▶ _Exercise directions_
Your copy must start with the line containing "Would you mind pointing out the reflection" and end with the last line of the entries, matching them exactly and leaving out every picture.

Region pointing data

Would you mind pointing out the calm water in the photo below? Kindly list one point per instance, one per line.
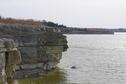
(99, 59)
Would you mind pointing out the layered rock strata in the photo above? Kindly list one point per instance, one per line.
(37, 49)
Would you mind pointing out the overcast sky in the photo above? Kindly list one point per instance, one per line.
(76, 13)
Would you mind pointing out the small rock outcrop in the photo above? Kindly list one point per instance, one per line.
(28, 51)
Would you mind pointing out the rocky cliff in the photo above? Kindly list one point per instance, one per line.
(28, 51)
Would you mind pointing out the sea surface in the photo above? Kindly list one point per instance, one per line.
(96, 59)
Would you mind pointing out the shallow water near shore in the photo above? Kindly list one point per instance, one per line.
(98, 59)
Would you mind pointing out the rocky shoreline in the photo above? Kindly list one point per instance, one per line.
(28, 51)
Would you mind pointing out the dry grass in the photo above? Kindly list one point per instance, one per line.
(20, 21)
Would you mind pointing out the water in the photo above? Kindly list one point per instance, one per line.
(99, 59)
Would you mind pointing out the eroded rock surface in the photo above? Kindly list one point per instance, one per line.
(35, 49)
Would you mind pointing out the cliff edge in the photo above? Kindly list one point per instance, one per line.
(28, 51)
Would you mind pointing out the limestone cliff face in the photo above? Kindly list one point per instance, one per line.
(35, 49)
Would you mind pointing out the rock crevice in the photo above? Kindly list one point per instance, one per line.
(28, 51)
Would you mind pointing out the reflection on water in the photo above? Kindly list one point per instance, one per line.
(99, 59)
(57, 76)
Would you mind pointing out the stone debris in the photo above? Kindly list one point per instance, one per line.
(28, 51)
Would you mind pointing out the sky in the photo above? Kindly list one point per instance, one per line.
(73, 13)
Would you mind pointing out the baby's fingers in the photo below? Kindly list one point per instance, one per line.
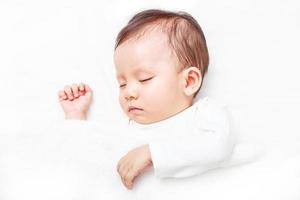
(69, 93)
(62, 95)
(75, 90)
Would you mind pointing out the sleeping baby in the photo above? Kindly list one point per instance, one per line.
(161, 58)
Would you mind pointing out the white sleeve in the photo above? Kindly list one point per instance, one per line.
(205, 146)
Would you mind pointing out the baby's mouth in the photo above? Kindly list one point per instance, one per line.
(133, 108)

▶ _Task answer_
Would you mind pointing out the reflection on water in the photo above? Kindly list one point per instance, one per line.
(99, 59)
(57, 76)
Would you mind pointing out the stone debris in the photo above? Kindly list one point per instance, one per line.
(28, 51)
Would you mind pointing out the sky in the photo above? Kindly list one point per instance, one per line.
(73, 13)
Would you mind pointing out the baby's fingers in the photo below? Kindly list one point per instance, one per line.
(69, 93)
(62, 95)
(75, 90)
Would you mind pointing out the sleeping baby in the photo above? Kindly list one point per instance, one per line.
(161, 58)
Would you mind pointing out the white sleeve in the photo above? Kindly list one point per instance, one per line.
(205, 146)
Would you mind pointing out the baby's mouth in the photo above? Kindly list one point per instance, one per line.
(133, 108)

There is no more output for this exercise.